REQUIREMENTS -
Could you print the entries word for word, from the line with "Indicate every instance of the dark ridgeline" up to and including the last line of the entries?

EXTRACTED DATA -

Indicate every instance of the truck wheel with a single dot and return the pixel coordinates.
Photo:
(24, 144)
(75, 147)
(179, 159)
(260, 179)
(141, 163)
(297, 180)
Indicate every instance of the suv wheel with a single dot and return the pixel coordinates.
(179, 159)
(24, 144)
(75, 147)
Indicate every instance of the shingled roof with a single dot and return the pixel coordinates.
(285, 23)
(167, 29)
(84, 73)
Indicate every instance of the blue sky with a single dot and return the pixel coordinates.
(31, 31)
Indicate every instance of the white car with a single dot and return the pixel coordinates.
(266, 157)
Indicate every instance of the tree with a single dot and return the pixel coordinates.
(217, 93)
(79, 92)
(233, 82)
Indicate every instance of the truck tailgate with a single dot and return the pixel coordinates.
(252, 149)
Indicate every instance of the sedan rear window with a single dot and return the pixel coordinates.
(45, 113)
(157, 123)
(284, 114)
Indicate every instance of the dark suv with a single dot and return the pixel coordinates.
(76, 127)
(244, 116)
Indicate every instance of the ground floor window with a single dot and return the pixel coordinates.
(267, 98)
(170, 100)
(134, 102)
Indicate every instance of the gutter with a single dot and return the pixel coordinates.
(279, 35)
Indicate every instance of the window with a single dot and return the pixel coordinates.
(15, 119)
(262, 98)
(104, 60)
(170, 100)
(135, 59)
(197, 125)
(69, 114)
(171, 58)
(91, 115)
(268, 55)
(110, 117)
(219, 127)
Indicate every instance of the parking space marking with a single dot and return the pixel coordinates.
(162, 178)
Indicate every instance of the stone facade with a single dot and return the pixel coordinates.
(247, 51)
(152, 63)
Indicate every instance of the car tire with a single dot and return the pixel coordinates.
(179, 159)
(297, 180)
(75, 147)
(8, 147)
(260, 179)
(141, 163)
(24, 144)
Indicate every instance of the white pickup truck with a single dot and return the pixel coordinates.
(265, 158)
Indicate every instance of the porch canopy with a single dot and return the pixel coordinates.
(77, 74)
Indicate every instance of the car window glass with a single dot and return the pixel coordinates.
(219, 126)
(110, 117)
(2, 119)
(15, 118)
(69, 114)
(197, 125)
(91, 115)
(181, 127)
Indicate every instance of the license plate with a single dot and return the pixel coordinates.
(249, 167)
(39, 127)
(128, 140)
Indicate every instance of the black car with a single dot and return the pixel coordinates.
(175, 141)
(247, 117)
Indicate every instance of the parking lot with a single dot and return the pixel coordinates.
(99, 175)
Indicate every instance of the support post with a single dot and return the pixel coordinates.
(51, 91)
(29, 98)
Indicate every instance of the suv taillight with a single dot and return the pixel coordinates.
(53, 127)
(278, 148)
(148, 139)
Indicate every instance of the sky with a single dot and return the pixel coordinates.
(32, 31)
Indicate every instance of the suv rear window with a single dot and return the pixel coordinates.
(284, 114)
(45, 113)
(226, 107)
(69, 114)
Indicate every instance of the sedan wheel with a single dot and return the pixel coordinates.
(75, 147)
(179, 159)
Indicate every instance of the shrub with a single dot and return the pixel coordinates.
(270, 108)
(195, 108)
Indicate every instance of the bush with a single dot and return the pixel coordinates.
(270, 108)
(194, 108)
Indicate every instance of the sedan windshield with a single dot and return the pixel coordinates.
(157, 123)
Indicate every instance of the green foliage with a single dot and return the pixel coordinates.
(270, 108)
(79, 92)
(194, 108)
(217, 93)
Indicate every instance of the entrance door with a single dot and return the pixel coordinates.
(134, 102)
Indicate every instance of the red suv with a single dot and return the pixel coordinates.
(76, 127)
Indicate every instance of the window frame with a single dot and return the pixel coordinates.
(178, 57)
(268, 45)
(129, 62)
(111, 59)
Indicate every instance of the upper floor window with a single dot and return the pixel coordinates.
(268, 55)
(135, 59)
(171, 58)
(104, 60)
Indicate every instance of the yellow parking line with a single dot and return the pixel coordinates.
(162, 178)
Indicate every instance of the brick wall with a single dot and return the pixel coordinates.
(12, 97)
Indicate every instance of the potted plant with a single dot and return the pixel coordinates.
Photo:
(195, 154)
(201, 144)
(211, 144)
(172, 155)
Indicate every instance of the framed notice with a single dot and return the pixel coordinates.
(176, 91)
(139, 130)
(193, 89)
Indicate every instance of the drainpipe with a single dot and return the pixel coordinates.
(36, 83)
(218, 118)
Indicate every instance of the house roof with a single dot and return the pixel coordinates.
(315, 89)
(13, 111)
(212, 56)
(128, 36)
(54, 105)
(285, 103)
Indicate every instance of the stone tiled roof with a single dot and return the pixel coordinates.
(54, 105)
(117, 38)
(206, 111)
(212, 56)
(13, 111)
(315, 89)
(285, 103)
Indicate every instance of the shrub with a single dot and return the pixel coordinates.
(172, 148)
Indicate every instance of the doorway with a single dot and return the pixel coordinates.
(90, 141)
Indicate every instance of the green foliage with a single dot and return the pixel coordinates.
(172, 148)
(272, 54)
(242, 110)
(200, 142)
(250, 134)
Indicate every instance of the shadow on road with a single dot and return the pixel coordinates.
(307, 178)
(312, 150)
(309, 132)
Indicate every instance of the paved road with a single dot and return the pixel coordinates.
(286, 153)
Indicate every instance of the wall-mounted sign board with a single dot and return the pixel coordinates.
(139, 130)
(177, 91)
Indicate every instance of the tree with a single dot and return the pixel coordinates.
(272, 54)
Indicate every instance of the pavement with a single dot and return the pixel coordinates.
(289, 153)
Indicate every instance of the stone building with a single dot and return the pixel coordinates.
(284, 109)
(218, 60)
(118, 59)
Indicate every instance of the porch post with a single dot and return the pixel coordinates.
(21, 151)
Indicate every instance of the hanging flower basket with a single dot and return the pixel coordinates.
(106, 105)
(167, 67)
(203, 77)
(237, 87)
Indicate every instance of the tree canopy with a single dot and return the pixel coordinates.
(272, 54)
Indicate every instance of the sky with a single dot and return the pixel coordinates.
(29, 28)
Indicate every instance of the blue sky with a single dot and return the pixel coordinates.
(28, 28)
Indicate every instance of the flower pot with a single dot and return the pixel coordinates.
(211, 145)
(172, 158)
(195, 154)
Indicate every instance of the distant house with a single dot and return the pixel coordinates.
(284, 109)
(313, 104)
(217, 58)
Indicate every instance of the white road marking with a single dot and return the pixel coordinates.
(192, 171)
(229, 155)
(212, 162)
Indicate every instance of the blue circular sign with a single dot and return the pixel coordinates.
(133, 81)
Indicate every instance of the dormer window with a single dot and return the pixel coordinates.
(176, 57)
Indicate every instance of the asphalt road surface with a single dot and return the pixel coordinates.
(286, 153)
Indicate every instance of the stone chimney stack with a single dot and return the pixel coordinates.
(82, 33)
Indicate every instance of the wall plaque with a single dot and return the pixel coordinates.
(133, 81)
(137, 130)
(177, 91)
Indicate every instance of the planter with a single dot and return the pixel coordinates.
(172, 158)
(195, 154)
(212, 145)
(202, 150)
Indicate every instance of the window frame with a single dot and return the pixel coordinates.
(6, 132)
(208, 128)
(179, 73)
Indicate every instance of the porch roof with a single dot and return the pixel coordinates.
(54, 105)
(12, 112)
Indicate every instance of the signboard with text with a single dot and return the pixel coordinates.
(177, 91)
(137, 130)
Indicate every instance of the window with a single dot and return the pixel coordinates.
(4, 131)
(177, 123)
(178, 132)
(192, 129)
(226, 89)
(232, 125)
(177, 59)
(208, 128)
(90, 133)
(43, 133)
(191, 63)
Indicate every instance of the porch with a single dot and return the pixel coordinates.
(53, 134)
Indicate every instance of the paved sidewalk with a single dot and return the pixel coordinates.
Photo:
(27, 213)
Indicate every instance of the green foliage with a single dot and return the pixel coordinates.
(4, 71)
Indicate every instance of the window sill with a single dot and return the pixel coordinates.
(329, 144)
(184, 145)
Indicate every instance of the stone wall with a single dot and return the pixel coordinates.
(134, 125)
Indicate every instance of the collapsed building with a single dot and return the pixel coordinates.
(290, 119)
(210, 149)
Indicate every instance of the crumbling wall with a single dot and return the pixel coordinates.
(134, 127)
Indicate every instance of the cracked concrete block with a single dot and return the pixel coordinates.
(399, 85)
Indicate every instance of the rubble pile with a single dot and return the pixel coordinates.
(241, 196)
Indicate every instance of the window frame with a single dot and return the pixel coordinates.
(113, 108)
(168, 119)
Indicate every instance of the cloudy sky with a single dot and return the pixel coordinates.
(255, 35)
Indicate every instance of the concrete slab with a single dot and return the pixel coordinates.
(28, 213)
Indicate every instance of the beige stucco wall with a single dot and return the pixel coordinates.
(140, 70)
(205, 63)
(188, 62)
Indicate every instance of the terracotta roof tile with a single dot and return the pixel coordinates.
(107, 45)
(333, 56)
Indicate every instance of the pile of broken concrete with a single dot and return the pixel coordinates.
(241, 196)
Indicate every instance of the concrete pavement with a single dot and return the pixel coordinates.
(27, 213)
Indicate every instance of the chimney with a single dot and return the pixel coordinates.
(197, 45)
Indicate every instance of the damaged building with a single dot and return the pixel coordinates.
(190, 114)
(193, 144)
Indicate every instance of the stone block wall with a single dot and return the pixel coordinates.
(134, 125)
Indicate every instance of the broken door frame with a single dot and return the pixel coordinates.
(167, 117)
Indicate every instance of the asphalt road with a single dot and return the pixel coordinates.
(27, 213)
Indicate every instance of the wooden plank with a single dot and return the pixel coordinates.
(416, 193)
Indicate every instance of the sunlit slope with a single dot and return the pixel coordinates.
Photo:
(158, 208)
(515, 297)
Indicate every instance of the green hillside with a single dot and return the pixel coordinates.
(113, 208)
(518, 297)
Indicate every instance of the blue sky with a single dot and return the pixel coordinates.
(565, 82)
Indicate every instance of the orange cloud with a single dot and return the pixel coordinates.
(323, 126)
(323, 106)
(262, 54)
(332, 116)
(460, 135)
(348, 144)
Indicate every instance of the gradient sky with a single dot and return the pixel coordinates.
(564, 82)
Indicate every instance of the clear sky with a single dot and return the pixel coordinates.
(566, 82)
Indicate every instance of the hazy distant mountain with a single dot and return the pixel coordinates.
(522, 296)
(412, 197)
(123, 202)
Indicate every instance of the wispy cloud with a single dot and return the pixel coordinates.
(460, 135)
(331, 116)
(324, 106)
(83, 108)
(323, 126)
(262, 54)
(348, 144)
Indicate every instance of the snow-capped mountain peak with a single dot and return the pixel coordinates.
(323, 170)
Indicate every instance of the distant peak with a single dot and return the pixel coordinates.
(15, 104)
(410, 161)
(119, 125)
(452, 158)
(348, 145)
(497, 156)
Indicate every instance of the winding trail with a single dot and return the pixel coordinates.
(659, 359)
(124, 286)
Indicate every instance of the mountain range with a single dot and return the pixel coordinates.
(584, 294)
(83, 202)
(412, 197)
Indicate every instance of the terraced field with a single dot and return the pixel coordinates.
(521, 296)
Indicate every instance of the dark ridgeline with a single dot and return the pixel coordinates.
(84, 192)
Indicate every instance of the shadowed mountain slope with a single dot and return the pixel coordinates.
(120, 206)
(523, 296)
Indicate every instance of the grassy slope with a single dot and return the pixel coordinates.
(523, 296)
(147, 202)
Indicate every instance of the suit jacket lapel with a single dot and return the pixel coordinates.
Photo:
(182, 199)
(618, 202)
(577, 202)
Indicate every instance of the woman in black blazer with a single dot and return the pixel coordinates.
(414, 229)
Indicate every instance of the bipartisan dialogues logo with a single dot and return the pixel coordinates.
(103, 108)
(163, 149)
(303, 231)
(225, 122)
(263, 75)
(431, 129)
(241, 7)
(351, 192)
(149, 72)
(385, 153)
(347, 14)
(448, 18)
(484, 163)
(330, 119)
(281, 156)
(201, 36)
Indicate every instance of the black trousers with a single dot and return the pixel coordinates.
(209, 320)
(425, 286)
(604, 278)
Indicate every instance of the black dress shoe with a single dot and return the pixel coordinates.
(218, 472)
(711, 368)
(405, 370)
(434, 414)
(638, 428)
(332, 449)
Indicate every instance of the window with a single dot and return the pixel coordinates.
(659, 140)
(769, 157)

REPLY TO THE TASK -
Indicate every instance of the dark ridgeline with a single dot and return the pixel coordinates.
(84, 192)
Indicate every instance of the shadowed mountain slope with a single dot and return the pixel coordinates.
(120, 206)
(523, 296)
Indicate every instance of the grassy slope with a single dot and return the pixel coordinates.
(523, 296)
(147, 202)
Indicate every instance of the suit jacket lapel with a single dot and return the pixel coordinates.
Photo:
(182, 199)
(618, 202)
(577, 202)
Indicate every instance of the woman in black blazer with a single dot and return the pixel coordinates.
(414, 229)
Indicate every instance of the bipartisan dialogues logo with a single dot and return the pixel coordinates.
(103, 108)
(163, 149)
(303, 231)
(225, 122)
(263, 75)
(431, 129)
(241, 7)
(351, 192)
(149, 72)
(385, 153)
(347, 14)
(448, 18)
(484, 163)
(330, 119)
(281, 156)
(201, 36)
Indicate every instance of the black trousers with a single dot and return the pixel coordinates.
(209, 320)
(425, 286)
(604, 278)
Indicate every instance of the black dress shoe with a single dot and return the pixel coordinates.
(218, 472)
(711, 368)
(405, 370)
(434, 414)
(638, 428)
(332, 449)
Indicate every instance of the window with a single dot and return the pixel coordinates.
(659, 140)
(769, 157)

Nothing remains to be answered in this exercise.